- [IL PROBLEMA]
Ricopia per intero, senza cambiare nulla, il brano sui LEP e i LEA riportato qui sotto.

- [ESTRATTO FORNITO]

--*--

Un aspetto cruciale per garantire una base omogenea di servizi sanitari in tutto il territorio nazionale riguarda i Livelli Essenziali di Prestazioni (LEP) e i Livelli Essenziali di Assistenza (LEA). Il Ddl prevede che le materie per le quali sono necessari i LEP non possano essere trasferite dallo Stato alle Regioni prima della loro definizione, proprio per garantire un livello minimo di prestazioni in tutto il paese. Tuttavia, recentemente il Comitato per l’individuazione dei LEP ha suggerito una scorciatoia per la sanità, affermando che i LEA già esistenti possono sostituire i LEP. Questa situazione ha portato a notevoli diseguaglianze tra Nord e Sud, con i LEA spesso non esigibili in maniera uniforme su tutto il territorio.

--*--

- [INFORMAZIONI FORNITE]
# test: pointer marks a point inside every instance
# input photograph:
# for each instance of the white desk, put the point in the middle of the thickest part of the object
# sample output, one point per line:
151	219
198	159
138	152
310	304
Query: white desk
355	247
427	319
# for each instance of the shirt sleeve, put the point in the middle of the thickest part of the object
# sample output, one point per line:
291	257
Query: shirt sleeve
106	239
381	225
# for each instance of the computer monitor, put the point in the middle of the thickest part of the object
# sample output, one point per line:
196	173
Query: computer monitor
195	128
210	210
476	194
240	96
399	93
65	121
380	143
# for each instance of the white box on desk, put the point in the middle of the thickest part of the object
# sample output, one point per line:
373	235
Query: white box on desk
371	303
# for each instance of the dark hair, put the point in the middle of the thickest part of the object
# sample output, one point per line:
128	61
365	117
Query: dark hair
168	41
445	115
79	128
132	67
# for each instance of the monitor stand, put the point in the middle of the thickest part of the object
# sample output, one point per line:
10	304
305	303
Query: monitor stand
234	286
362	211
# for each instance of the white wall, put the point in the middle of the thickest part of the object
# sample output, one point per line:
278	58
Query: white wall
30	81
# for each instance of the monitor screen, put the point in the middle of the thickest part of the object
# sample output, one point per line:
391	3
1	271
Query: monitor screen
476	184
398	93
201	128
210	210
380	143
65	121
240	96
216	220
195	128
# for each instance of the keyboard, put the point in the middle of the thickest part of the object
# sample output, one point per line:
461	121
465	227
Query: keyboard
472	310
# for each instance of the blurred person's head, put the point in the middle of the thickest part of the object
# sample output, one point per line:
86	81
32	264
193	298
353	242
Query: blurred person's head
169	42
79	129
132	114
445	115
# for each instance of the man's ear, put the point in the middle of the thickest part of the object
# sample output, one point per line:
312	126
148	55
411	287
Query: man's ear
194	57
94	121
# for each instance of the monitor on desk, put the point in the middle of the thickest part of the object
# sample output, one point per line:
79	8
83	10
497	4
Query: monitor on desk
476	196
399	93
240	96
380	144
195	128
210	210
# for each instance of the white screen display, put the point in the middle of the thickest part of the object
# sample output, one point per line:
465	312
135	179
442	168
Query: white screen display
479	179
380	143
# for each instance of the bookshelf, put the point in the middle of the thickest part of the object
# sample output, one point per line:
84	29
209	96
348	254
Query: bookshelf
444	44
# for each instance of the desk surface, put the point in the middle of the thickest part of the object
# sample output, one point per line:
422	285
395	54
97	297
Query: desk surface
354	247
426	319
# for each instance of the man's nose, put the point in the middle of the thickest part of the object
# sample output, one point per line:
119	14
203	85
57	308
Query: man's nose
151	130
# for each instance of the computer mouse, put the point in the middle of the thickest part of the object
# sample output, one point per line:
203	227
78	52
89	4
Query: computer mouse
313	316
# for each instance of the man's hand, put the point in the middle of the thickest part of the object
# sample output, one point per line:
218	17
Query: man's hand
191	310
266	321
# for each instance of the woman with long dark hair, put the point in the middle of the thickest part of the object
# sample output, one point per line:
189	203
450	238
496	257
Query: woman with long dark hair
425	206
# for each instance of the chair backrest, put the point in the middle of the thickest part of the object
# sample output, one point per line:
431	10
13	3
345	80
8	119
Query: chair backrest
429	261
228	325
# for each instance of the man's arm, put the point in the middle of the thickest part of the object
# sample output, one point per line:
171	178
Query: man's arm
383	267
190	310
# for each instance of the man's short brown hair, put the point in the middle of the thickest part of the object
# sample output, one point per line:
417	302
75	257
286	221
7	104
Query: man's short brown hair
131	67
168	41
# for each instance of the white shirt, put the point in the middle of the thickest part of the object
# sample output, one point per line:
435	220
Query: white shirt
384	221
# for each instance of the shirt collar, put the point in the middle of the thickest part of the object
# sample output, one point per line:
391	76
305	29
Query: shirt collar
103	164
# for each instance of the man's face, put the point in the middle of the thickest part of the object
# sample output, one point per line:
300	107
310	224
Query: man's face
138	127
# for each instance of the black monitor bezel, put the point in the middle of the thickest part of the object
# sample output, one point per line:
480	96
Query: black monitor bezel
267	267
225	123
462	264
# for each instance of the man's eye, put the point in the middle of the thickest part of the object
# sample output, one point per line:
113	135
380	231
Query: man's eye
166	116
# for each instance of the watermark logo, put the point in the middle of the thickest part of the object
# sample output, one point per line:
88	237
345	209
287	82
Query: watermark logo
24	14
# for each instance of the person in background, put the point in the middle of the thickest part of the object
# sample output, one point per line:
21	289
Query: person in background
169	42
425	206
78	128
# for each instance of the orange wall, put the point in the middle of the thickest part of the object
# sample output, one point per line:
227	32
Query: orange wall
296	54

--*--

- [RISULTATO DEL COMPITO]
Un aspetto cruciale per garantire una base omogenea di servizi sanitari in tutto il territorio nazionale riguarda i Livelli Essenziali di Prestazioni (LEP) e i Livelli Essenziali di Assistenza (LEA). Il Ddl prevede che le materie per le quali sono necessari i LEP non possano essere trasferite dallo Stato alle Regioni prima della loro definizione, proprio per garantire un livello minimo di prestazioni in tutto il paese. Tuttavia, recentemente il Comitato per l’individuazione dei LEP ha suggerito una scorciatoia per la sanità, affermando che i LEA già esistenti possono sostituire i LEP. Questa situazione ha portato a notevoli diseguaglianze tra Nord e Sud, con i LEA spesso non esigibili in maniera uniforme su tutto il territorio.